◆ **Directions**
Produce an exact copy of the lines from the line containing "A point marks every instance of the corrugated" through the last line of the entries below, and only those lines.

____ Entries shown

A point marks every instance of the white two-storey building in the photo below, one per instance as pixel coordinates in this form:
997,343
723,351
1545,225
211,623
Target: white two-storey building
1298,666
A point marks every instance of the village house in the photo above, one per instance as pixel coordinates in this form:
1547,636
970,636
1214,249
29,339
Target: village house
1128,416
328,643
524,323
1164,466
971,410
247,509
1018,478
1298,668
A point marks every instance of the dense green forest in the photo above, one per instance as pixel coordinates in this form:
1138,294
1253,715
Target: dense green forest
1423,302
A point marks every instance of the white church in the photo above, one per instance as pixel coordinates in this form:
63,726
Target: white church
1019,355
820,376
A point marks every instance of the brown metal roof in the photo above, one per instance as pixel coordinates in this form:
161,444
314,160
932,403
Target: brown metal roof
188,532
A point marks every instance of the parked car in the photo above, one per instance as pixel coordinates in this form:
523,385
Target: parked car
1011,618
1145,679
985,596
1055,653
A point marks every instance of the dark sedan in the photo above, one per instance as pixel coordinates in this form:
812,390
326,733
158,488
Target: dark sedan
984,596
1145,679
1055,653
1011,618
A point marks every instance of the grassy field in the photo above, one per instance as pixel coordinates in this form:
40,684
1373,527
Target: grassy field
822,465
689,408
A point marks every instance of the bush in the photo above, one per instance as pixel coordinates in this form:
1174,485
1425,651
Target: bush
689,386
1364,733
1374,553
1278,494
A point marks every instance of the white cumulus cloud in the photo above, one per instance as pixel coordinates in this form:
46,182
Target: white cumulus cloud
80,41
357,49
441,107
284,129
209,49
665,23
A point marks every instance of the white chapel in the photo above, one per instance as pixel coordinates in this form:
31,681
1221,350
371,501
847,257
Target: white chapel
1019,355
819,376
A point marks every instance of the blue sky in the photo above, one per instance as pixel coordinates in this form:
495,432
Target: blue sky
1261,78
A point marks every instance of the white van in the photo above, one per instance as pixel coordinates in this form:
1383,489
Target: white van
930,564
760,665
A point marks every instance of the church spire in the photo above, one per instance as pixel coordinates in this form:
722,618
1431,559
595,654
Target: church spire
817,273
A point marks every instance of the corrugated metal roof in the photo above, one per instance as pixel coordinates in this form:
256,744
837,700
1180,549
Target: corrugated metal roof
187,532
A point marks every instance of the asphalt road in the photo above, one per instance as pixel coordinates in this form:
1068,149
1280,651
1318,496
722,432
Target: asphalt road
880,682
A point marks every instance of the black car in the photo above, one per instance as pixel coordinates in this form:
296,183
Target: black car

________

◆ **Exercise response**
A point marks every instance of the corrugated metal roof in the photo above, one per instance as pixel coordinates in this form:
256,744
837,700
1180,549
Target: corrugated metal roof
187,532
A point marks every instance of the asphalt road in the photo above, one per instance as pixel coordinates in this form:
1068,149
1280,651
1318,496
722,432
Target: asphalt road
880,682
A point marks every instance of the black car in the photo above, one per instance as pixel coordinates in this form:
296,183
Target: black car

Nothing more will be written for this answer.